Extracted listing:
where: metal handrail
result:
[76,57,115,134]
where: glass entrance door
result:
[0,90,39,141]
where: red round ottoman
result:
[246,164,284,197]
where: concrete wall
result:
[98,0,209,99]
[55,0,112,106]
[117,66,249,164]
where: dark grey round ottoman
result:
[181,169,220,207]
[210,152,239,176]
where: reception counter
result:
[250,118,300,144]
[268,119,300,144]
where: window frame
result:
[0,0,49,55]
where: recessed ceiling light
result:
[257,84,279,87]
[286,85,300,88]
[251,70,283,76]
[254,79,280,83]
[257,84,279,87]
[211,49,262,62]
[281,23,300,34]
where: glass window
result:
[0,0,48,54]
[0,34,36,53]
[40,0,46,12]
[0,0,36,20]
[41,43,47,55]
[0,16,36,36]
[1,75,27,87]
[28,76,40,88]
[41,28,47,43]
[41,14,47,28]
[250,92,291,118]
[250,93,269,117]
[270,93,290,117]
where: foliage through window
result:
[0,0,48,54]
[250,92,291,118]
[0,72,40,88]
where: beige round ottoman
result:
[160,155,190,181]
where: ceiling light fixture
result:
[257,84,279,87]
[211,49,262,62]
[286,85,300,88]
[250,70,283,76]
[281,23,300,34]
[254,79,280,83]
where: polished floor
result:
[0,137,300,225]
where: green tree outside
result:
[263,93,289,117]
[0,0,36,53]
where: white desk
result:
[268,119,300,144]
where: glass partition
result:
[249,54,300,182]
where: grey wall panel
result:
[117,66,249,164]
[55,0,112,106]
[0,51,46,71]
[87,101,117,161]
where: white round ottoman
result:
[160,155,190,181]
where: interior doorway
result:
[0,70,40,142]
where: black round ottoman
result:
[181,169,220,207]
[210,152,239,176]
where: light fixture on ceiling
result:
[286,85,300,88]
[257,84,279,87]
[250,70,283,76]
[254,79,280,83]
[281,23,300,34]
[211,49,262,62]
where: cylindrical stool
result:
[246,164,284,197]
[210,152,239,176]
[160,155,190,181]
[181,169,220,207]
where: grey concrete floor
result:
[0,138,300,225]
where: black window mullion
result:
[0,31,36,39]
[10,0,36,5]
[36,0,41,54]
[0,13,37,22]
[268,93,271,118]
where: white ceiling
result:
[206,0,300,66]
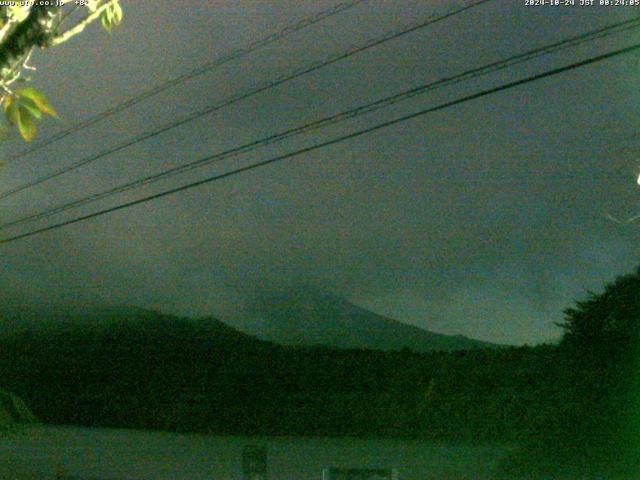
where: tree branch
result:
[0,2,60,81]
[51,0,112,46]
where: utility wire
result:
[0,39,640,244]
[5,0,366,163]
[0,14,640,229]
[0,0,491,200]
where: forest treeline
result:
[0,311,556,443]
[0,269,640,479]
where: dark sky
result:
[0,0,640,343]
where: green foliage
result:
[505,270,640,479]
[100,0,122,33]
[2,87,58,142]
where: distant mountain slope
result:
[242,290,499,352]
[0,302,555,441]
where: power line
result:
[0,39,640,244]
[0,14,640,229]
[0,0,491,200]
[6,0,366,163]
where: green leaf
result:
[100,8,113,33]
[18,105,36,142]
[16,87,59,118]
[111,0,122,27]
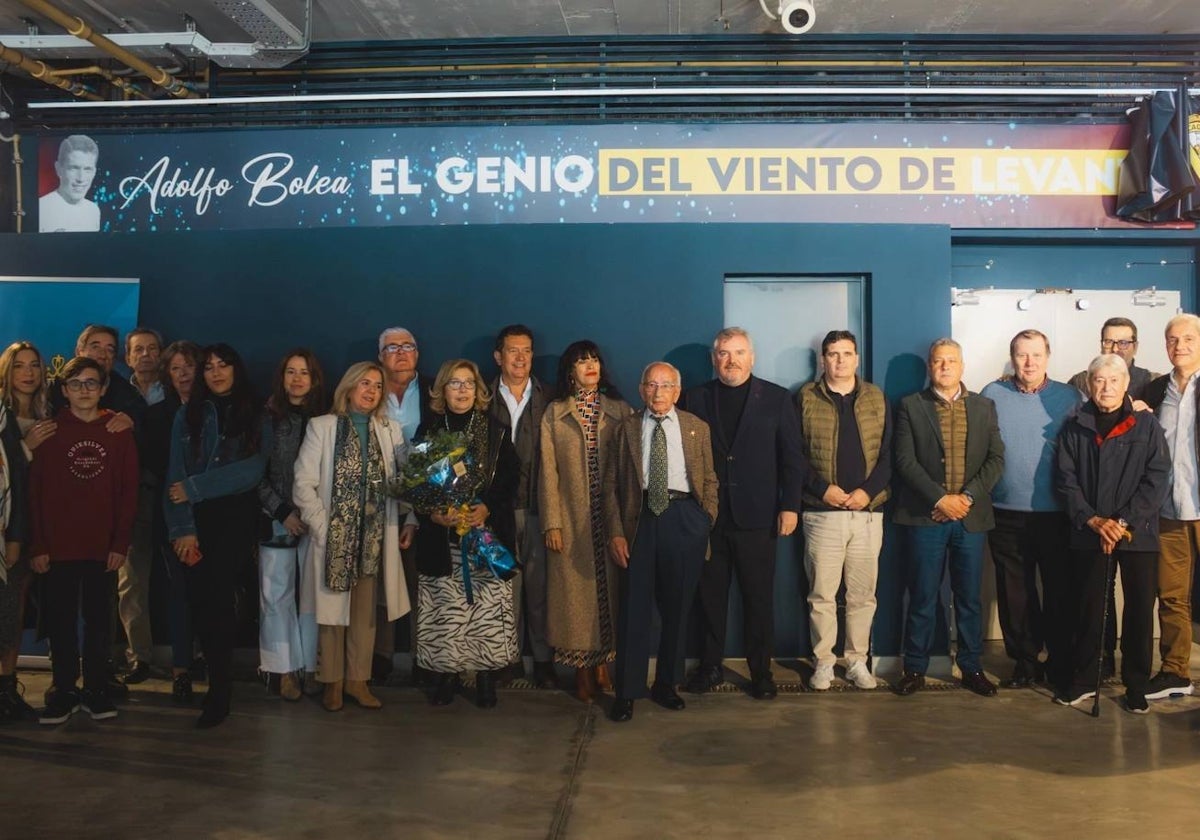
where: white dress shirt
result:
[642,408,691,493]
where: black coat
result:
[1057,397,1171,551]
[413,413,521,577]
[679,377,809,528]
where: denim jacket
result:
[163,402,271,540]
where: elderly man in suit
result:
[893,338,1004,697]
[683,326,808,700]
[605,361,716,721]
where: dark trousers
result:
[1070,551,1158,696]
[186,493,258,704]
[904,522,984,673]
[44,560,113,691]
[613,497,709,700]
[698,518,775,679]
[988,508,1070,673]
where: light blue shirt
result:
[130,374,167,406]
[388,377,421,445]
[499,379,533,443]
[1158,371,1200,522]
[642,408,691,493]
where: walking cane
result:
[1092,551,1112,718]
[1092,529,1133,718]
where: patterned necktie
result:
[646,415,671,516]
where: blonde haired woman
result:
[416,359,521,708]
[292,361,416,712]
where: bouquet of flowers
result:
[391,430,520,604]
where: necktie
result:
[646,415,671,516]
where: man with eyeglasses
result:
[1070,318,1158,679]
[30,356,138,724]
[371,326,433,685]
[487,324,558,689]
[797,330,892,691]
[1144,314,1200,700]
[604,361,718,722]
[1070,318,1158,402]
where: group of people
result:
[0,314,1200,728]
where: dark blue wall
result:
[0,224,1195,655]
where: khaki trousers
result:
[1158,518,1200,679]
[317,575,377,683]
[803,510,883,665]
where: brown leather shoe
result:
[596,662,612,691]
[280,673,302,702]
[320,680,342,712]
[346,679,383,709]
[575,668,600,703]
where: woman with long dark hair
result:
[258,347,325,701]
[538,341,632,702]
[0,341,39,724]
[166,344,271,728]
[142,341,205,703]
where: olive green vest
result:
[800,377,888,510]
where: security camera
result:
[779,0,817,35]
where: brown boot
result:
[596,662,612,691]
[280,673,301,702]
[346,679,383,709]
[320,680,342,712]
[575,668,599,703]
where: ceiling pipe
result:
[47,65,150,100]
[0,43,104,102]
[19,0,192,100]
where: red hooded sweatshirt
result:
[29,408,138,563]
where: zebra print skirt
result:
[416,546,517,673]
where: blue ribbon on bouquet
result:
[458,526,521,604]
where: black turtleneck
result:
[716,378,750,443]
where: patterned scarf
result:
[325,416,388,592]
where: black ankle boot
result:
[430,673,458,706]
[475,671,496,709]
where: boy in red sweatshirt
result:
[29,356,138,724]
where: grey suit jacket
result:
[604,408,718,554]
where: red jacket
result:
[28,408,138,562]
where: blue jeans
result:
[904,522,986,673]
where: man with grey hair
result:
[371,326,433,685]
[1142,314,1200,700]
[604,361,718,722]
[683,326,808,700]
[37,134,100,233]
[980,330,1081,689]
[894,338,1004,697]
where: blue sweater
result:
[980,379,1082,511]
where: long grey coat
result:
[538,395,632,650]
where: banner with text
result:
[37,122,1147,233]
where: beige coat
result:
[292,414,415,626]
[538,395,632,650]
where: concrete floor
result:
[0,649,1200,840]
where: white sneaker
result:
[809,665,833,691]
[846,660,876,691]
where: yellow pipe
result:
[19,0,192,100]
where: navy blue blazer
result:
[680,376,809,528]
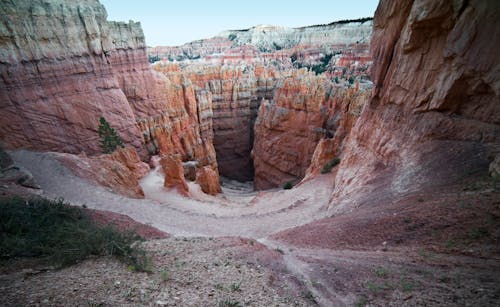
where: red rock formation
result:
[154,63,277,181]
[0,1,145,153]
[332,0,500,210]
[252,73,367,189]
[196,166,222,195]
[0,0,217,189]
[53,147,149,198]
[160,155,189,196]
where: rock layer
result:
[0,0,221,192]
[53,147,149,198]
[328,0,500,210]
[0,0,145,153]
[252,71,369,189]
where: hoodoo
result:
[0,0,500,306]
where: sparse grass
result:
[373,267,389,278]
[160,268,170,282]
[354,295,368,307]
[214,284,224,291]
[321,158,340,174]
[218,299,243,307]
[400,279,418,292]
[302,290,316,303]
[365,280,380,294]
[0,198,151,271]
[446,239,457,249]
[231,283,241,292]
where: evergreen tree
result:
[99,116,124,153]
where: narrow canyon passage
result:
[11,150,332,239]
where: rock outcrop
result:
[160,155,189,196]
[252,71,369,190]
[0,0,145,153]
[153,62,287,181]
[196,166,222,195]
[0,0,217,195]
[52,147,149,198]
[332,0,500,210]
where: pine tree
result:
[99,116,124,153]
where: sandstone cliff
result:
[332,0,500,210]
[219,18,372,50]
[0,0,145,153]
[252,71,369,190]
[0,0,221,192]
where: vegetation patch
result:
[99,116,125,154]
[0,198,151,271]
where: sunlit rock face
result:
[332,0,500,210]
[153,62,290,181]
[0,0,221,190]
[252,71,370,190]
[0,0,371,195]
[0,1,147,153]
[53,147,149,198]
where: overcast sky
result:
[100,0,378,46]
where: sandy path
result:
[10,150,332,239]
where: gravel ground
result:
[0,238,312,306]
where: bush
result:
[0,198,151,271]
[99,116,124,153]
[321,158,340,174]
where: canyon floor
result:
[0,151,500,306]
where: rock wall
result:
[219,18,372,50]
[332,0,500,210]
[0,0,217,190]
[52,147,149,198]
[252,70,369,190]
[0,0,145,153]
[154,62,281,181]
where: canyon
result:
[0,0,500,306]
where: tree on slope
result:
[99,116,124,153]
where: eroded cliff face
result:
[332,0,500,210]
[153,62,290,181]
[0,1,145,153]
[252,70,369,190]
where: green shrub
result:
[99,116,124,153]
[321,158,340,174]
[0,198,151,271]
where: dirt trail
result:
[11,150,332,239]
[8,150,500,306]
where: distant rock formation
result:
[52,147,149,198]
[252,73,370,190]
[0,0,221,192]
[332,0,500,210]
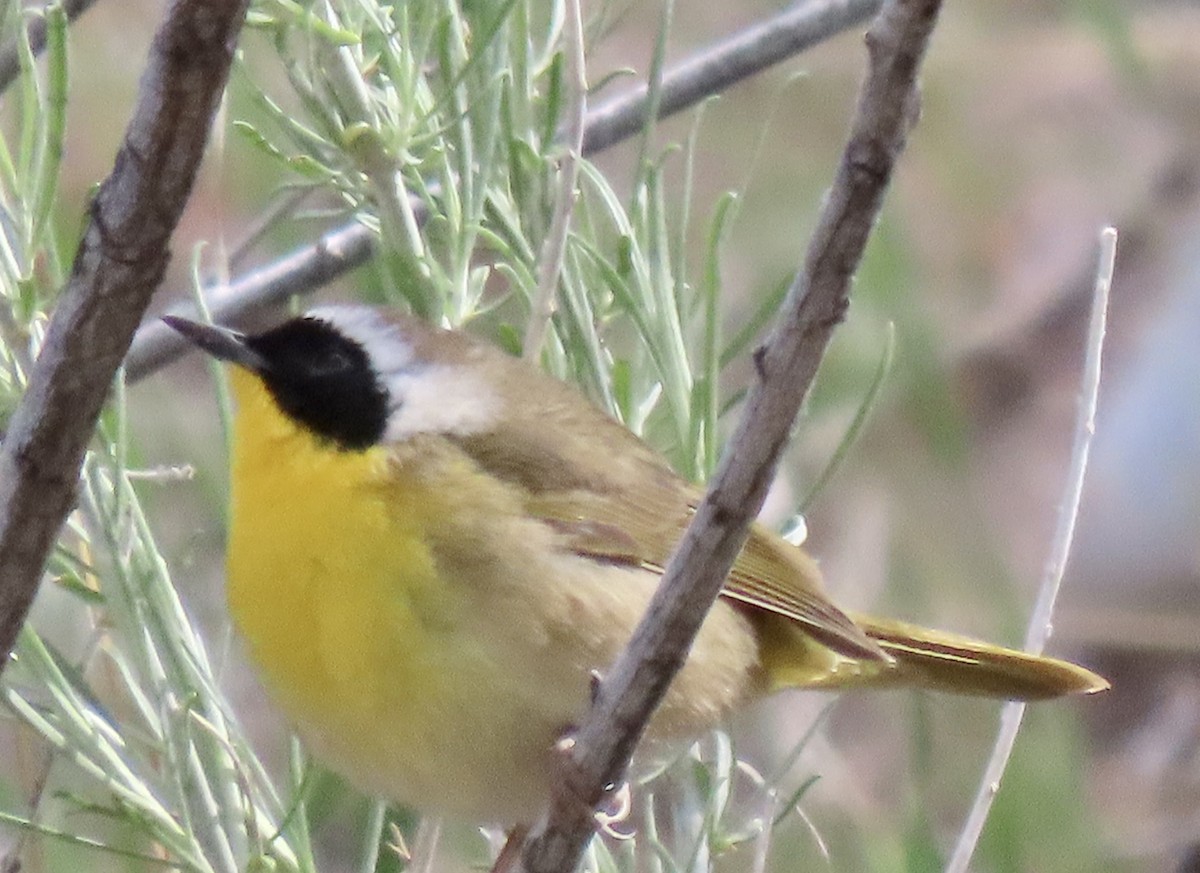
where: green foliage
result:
[0,0,1113,873]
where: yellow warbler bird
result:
[166,306,1108,824]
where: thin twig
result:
[126,0,881,381]
[0,0,96,94]
[0,0,246,669]
[946,228,1117,873]
[583,0,881,155]
[125,224,374,381]
[522,0,588,361]
[518,0,941,873]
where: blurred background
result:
[0,0,1200,873]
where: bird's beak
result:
[162,315,266,373]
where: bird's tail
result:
[762,614,1109,700]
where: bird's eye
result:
[310,349,354,375]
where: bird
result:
[163,305,1108,826]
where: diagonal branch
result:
[0,0,247,668]
[0,0,96,94]
[520,0,941,873]
[126,0,881,381]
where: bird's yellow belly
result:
[228,381,757,824]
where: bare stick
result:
[0,0,96,94]
[522,0,588,361]
[946,228,1117,873]
[125,224,374,381]
[518,0,940,873]
[0,0,246,669]
[126,0,881,380]
[583,0,881,155]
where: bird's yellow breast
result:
[228,371,756,823]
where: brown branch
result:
[518,0,941,873]
[0,0,96,94]
[0,0,246,667]
[126,0,880,381]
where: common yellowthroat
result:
[166,306,1108,824]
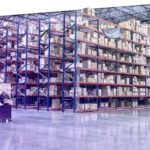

→ WORK REQUIRED
Count how many lines of the listing above contain the string "wall", treating uppercase and lowercase as different. Give only the number.

→ FINAL ANSWER
4